**Task details**
Reproduce the listing below verbatim.

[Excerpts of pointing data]
· · · · · · ·

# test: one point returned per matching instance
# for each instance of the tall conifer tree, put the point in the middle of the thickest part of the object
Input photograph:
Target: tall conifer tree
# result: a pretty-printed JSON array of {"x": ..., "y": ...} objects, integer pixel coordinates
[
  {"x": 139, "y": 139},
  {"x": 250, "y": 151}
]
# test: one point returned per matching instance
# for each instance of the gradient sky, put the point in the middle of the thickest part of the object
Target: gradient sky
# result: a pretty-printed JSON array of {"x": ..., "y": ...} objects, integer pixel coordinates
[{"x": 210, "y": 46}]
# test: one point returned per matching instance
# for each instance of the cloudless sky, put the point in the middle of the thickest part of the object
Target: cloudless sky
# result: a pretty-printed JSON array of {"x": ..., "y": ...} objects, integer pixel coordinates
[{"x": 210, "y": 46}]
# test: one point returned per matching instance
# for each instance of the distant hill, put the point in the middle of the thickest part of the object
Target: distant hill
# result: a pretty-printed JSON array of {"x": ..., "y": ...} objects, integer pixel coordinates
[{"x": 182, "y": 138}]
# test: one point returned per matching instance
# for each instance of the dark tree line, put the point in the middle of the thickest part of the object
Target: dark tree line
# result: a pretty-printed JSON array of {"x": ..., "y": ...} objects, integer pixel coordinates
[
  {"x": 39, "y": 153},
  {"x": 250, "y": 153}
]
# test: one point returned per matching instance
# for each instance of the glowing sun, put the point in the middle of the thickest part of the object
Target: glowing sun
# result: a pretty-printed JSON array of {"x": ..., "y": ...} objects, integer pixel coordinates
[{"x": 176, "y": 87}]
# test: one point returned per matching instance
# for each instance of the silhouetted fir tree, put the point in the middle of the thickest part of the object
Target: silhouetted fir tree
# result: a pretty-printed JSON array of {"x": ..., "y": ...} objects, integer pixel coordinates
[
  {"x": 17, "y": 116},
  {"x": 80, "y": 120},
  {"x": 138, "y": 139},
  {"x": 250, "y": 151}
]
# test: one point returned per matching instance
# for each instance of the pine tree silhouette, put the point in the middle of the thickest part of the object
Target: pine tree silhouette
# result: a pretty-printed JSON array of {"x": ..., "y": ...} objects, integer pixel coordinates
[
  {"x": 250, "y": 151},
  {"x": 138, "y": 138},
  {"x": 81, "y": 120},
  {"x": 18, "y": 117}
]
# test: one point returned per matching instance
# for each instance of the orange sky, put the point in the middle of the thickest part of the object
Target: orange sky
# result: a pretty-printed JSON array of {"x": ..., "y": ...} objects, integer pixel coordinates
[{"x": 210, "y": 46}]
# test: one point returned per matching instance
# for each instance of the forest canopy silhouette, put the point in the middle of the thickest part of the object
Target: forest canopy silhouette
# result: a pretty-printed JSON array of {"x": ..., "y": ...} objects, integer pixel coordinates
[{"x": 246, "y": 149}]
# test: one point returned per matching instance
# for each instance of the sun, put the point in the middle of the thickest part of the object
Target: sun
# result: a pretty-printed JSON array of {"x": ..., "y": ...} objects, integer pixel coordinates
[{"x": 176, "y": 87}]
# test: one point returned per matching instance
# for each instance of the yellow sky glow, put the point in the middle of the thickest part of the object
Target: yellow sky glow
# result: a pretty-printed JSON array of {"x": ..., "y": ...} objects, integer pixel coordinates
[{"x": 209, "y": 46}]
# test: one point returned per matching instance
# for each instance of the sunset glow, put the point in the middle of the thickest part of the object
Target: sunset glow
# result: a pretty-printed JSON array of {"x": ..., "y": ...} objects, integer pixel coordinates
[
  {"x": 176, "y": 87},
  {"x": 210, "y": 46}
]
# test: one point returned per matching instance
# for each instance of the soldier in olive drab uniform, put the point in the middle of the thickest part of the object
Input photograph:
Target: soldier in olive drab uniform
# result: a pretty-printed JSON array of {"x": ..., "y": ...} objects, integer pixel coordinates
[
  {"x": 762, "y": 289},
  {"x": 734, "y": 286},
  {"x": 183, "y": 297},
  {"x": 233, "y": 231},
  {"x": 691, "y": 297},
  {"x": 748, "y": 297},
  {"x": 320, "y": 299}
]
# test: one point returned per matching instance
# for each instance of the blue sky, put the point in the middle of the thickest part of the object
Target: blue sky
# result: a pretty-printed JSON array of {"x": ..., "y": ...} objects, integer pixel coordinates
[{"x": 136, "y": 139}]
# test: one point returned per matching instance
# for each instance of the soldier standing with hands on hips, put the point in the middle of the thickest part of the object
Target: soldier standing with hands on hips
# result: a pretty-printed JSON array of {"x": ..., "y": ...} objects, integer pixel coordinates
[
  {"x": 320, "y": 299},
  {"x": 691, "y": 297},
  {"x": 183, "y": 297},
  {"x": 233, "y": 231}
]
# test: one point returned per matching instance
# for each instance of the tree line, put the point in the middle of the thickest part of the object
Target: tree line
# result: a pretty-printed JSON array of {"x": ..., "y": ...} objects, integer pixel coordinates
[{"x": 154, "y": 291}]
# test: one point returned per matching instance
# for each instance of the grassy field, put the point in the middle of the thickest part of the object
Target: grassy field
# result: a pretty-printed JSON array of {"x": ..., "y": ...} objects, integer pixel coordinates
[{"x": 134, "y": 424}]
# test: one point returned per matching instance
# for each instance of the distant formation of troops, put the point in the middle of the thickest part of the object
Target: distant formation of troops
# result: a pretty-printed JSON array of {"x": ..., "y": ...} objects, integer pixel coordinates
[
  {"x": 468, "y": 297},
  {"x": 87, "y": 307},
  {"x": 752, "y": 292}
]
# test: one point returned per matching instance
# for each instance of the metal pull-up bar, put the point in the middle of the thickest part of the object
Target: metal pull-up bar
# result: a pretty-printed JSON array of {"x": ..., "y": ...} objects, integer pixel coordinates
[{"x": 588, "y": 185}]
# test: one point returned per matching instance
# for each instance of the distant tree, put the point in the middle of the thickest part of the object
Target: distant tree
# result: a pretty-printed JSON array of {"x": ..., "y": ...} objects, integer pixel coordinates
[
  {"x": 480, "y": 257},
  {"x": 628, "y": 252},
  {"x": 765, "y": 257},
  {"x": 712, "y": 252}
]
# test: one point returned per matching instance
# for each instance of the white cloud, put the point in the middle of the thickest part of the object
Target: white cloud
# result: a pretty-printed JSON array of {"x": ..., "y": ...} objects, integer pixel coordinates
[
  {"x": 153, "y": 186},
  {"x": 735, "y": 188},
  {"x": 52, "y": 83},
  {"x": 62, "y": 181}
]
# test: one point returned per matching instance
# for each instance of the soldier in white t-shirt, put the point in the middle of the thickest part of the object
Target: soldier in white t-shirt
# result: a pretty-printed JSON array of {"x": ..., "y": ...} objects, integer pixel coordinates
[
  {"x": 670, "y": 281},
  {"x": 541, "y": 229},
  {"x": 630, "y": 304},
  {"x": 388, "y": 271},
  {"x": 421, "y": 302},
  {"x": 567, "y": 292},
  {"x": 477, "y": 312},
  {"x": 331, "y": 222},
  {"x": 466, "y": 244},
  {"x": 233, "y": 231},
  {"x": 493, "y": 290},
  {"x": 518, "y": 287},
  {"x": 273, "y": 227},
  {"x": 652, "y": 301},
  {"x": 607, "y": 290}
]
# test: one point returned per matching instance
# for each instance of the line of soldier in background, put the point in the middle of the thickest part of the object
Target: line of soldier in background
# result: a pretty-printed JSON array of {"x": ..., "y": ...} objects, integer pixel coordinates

· · · · · · ·

**Answer to the exercise**
# test: one point returned per matching instance
# for each instance of the tall conifer tree, put the point in the middle of the thickest part of the object
Input photograph:
Target: tall conifer tree
# result: a pretty-printed JSON array of {"x": ..., "y": ...} objects, integer pixel coordinates
[
  {"x": 139, "y": 139},
  {"x": 250, "y": 151}
]
# test: one point returned per matching instance
# for each instance of the gradient sky, put the point in the middle of the thickest part of the object
Target: gradient sky
# result: a pretty-printed JSON array of {"x": ..., "y": ...} objects, integer pixel coordinates
[{"x": 210, "y": 46}]
# test: one point returned per matching instance
# for each instance of the cloudless sky, put the point in the middle of the thickest part of the object
Target: cloudless sky
# result: a pretty-printed JSON array of {"x": ..., "y": ...} objects, integer pixel coordinates
[{"x": 210, "y": 46}]
# test: one point returned per matching instance
# for each instance of the distant hill, put the point in the middle of the thickest part of the object
Target: distant hill
# result: a pretty-printed JSON array of {"x": ..., "y": ...} objects, integer pixel coordinates
[{"x": 182, "y": 138}]
# test: one point returned per matching instance
# for each instance of the dark tree line, put the point in the middle of the thickest part of the object
Target: dark tree line
# result: a pretty-printed JSON array of {"x": ..., "y": ...} objects, integer pixel coordinates
[
  {"x": 39, "y": 153},
  {"x": 250, "y": 153}
]
# test: one point returned per matching instance
# for each instance of the glowing sun, put the point in the middle of the thickest part of the object
Target: glowing sun
# result: a pretty-printed JSON array of {"x": ..., "y": ...} objects, integer pixel coordinates
[{"x": 176, "y": 87}]
# test: one point returned per matching instance
# for each instance of the silhouetted fir tree, put the point in the middle of the thickest part of the object
Target: silhouetted fir tree
# result: a pretty-printed JSON array of {"x": ..., "y": ...} objects, integer pixel coordinates
[
  {"x": 17, "y": 116},
  {"x": 80, "y": 120},
  {"x": 138, "y": 139},
  {"x": 250, "y": 151}
]
# test: one point returned per matching instance
# for each instance of the pine tree silhouette, put the point in the middle of the thickest part of the object
Target: pine tree silhouette
# result: a pretty-printed JSON array of {"x": ..., "y": ...} objects, integer pixel coordinates
[
  {"x": 250, "y": 151},
  {"x": 138, "y": 138},
  {"x": 81, "y": 120},
  {"x": 18, "y": 117}
]
# test: one point returned per matching instance
# for each instance of the orange sky, put the point in the middle of the thickest part of the object
Target: orange sky
# result: a pretty-printed JSON array of {"x": ..., "y": ...} objects, integer pixel coordinates
[{"x": 210, "y": 46}]
# test: one point returned per matching instance
# for each instance of the forest canopy silhouette, put the point in the middle of the thickest part of the object
Target: forest canopy silhouette
# result: a pretty-printed JSON array of {"x": ..., "y": ...} objects, integer pixel coordinates
[{"x": 246, "y": 149}]
# test: one point returned per matching instance
# for each instance of the sun, put the point in the middle of the thickest part of the object
Target: sun
# result: a pretty-printed JSON array of {"x": ..., "y": ...} objects, integer pixel coordinates
[{"x": 176, "y": 87}]
# test: one point returned per matching instance
# for each instance of the yellow sky glow, put the point in the middle of the thickest part of the object
Target: yellow sky glow
# result: a pretty-printed JSON array of {"x": ..., "y": ...} objects, integer pixel coordinates
[{"x": 209, "y": 46}]
# test: one point returned per matching instance
# for each instance of the sunset glow, put the point in the middle of the thickest part of the object
Target: sunset glow
# result: a pretty-printed JSON array of {"x": ..., "y": ...} objects, integer pixel coordinates
[
  {"x": 176, "y": 87},
  {"x": 210, "y": 46}
]
# test: one point returned per matching instance
# for each instance of the soldier in olive drab uniform, put the point in the middle of the thickest part of the object
Input photograph:
Target: soldier in olive drab uniform
# result: a pretty-printed JSON array of {"x": ..., "y": ...} objects, integer pixel coordinates
[
  {"x": 762, "y": 289},
  {"x": 734, "y": 286},
  {"x": 183, "y": 297},
  {"x": 233, "y": 231},
  {"x": 691, "y": 297},
  {"x": 748, "y": 297},
  {"x": 320, "y": 299}
]
# test: one point returned per matching instance
# for each instance of the blue sky, put the point in the middle of the thickest part of the object
Target: blue sky
# result: a pretty-printed JSON array of {"x": ..., "y": ...} objects, integer pixel coordinates
[{"x": 136, "y": 139}]
# test: one point returned per matching instance
# for each instance of the soldier standing with hands on hips, put the point in the middle of the thickest part of the object
Target: soldier standing with hands on hips
# result: a pretty-printed JSON array of {"x": ..., "y": ...} objects, integer pixel coordinates
[
  {"x": 320, "y": 299},
  {"x": 691, "y": 297},
  {"x": 183, "y": 297},
  {"x": 233, "y": 231}
]
# test: one point returned per matching instance
# for each instance of the tree line, put the point in the middle of the thickest part of the object
Target: tree line
# result: a pretty-printed JSON array of {"x": ..., "y": ...} objects, integer pixel coordinates
[{"x": 154, "y": 291}]
# test: one point returned per matching instance
# for each instance of the grassy field, put the point in the middle of the thickest part of the object
Target: grassy field
# result: a pretty-printed JSON array of {"x": ..., "y": ...} objects, integer pixel coordinates
[{"x": 134, "y": 424}]
# test: one point returned per matching instance
# for each instance of the distant formation of troops, put the point in the middle of the thickest part of the object
Target: distant formation of troops
# result: a pretty-printed JSON array of {"x": ..., "y": ...} objects, integer pixel coordinates
[
  {"x": 468, "y": 297},
  {"x": 87, "y": 307},
  {"x": 752, "y": 292}
]
# test: one point returned per matching instance
# for each instance of the metal pull-up bar, put the point in the middle of the thickest part of the object
Target: metal pull-up bar
# result: a pretty-printed JSON array of {"x": ..., "y": ...} objects, integer pixel coordinates
[{"x": 588, "y": 185}]
# test: one point returned per matching instance
# for each instance of the distant tree, put the point in the middle of the thickest part of the object
Target: distant tree
# result: a pretty-printed JSON array of {"x": ..., "y": ...} objects, integer pixel coordinates
[
  {"x": 480, "y": 257},
  {"x": 628, "y": 252},
  {"x": 765, "y": 257},
  {"x": 712, "y": 252}
]
# test: one point returned per matching instance
# for each instance of the white cloud, put the point in the middle of the thickest part of the object
Target: white cloud
# result: a pretty-printed JSON array of {"x": ..., "y": ...} objects, integer pixel coordinates
[
  {"x": 153, "y": 186},
  {"x": 735, "y": 188},
  {"x": 52, "y": 83},
  {"x": 62, "y": 181}
]
# test: one point returned per matching instance
# for each instance of the soldier in white t-shirt, put the point in the middle of the thickest part of the object
Target: soldier in white t-shirt
# result: a pretty-printed JSON array of {"x": ..., "y": ...} objects, integer pixel coordinates
[
  {"x": 670, "y": 281},
  {"x": 541, "y": 229},
  {"x": 630, "y": 304},
  {"x": 388, "y": 271},
  {"x": 421, "y": 302},
  {"x": 567, "y": 292},
  {"x": 477, "y": 312},
  {"x": 331, "y": 222},
  {"x": 466, "y": 244},
  {"x": 233, "y": 231},
  {"x": 493, "y": 290},
  {"x": 518, "y": 287},
  {"x": 273, "y": 227},
  {"x": 652, "y": 301},
  {"x": 607, "y": 290}
]
# test: one point returned per matching instance
# for each instance of the line of soldier in background, put the point in the middle of the thickest part of the object
Target: line of soldier in background
# result: a pretty-printed JSON array of {"x": ..., "y": ...} objects, integer pixel coordinates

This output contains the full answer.